Exercise a: In the side hustle article, what percentage of employees does LinkedIn data say report having a side hustle for additional income?

Document:
──────────────────────────────

Side hustles are “in.” Or as author and founder of The Lonely Entrepreneur Michael Dermer argues, the gig economy is so prevalent, traditional 9 to 5 jobs are done on the side – instead of the other way around. His assessment is backed by facts, since LinkedIn data found 71% of employees report having a side hustle for additional income, and 36% find success in pursuing a passion project. Thanks to an uptick in the number of tech-forward and remote-friendly opportunities with lucrative salaries, the drive to start a freelance career or found a company continues to grow.
“Slowly but surely individuals started to color outside the corporate lines and bring to bear what many want: Fulfillment. Pride. Extra cash. Passion. And most importantly the ability to align effort and talent that one expends with results,” Dermer says.
If you want to put your diligence toward your own gig or big idea, the best way to build it is to have a plan. Even if you’re setting your own hours one day, a huge part of entrepreneurism is self-reliance and focus.
Here, experts who have been there and gigged-that provide your 2019 roadmap.
January: Start with a serious self-assessment
If you think having a side hustle is an easy way to bring in extra cash for your dream vacation to Bali – think again. Considering how much work goes into developing an additional source of income, the most important aspect of getting started is figuring out your motivation. And as the CEO of Life Hacks Wealth, Marcos Jacober recommends asking yourself questions to prepare for the psychological shift required to become a bonafide hustler. “[A side hustle will change] how you view what’s most important in your life and [challenge] your willingness to get very creative and do the dirty work on a daily basis,” he explains.
“Are you willing to make sacrifices for this to work? How badly do you want this to succeed?”
He suggests spending time getting to the heart of what is inspiring action – is it financial freedom? The luxury of doing what you love for a living? The hope to make a difference – or disrupt an industry? Perhaps, more dance lessons for your daughter? Whatever it is, write it down and put it in a place you see frequently to keep you on track.
February: Tap into your community
Figure out how you’re connected to people who have the job you already want. LinkedIn career expert Blair Decembrele says since February is often the coldest month of the year in most regions of the country, it’s strategic to use your time cooped up inside to your hustlin’ advantage.
This might be when you start laying the groundwork that’ll help you succeed in the months to come – from updating your social networks to securing a dotcom domain and social media accounts. You can also start cold emailing alumni connections or folks from previous jobs, and ask for referrals, recommendations, or even introductions. The digital footprint will come in handy when you’re in full pitching mode once spring rolls around.

──────────────────────────────

Exercise b: Echo the listing word for word, starting at its first line and ending at the line that contains "Give the mask", with both of those lines included.

──────────────────────────────

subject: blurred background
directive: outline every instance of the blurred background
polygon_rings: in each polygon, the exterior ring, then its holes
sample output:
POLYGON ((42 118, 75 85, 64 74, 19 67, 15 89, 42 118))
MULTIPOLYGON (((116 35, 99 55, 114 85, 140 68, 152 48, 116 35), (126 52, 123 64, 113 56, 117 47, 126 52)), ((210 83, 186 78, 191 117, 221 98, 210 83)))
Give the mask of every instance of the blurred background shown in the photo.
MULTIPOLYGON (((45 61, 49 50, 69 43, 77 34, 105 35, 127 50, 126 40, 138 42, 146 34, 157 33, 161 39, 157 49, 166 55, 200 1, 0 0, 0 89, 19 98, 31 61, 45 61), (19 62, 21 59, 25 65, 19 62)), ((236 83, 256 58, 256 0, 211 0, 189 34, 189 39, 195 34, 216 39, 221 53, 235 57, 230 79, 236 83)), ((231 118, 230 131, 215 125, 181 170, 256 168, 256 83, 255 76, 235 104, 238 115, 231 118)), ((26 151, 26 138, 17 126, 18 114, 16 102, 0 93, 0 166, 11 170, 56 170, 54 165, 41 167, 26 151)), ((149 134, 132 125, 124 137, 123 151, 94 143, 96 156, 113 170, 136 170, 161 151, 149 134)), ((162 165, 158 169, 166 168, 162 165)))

──────────────────────────────

Task output a: 71%

Task output b:
subject: blurred background
directive: outline every instance of the blurred background
polygon_rings: in each polygon, the exterior ring, then its holes
sample output:
POLYGON ((42 118, 75 85, 64 74, 19 67, 15 89, 42 118))
MULTIPOLYGON (((116 35, 99 55, 114 85, 140 68, 152 48, 116 35), (126 52, 123 64, 113 56, 117 47, 126 52)), ((210 83, 186 78, 191 117, 221 98, 210 83)))
Give the mask of every instance of the blurred background shown in the photo.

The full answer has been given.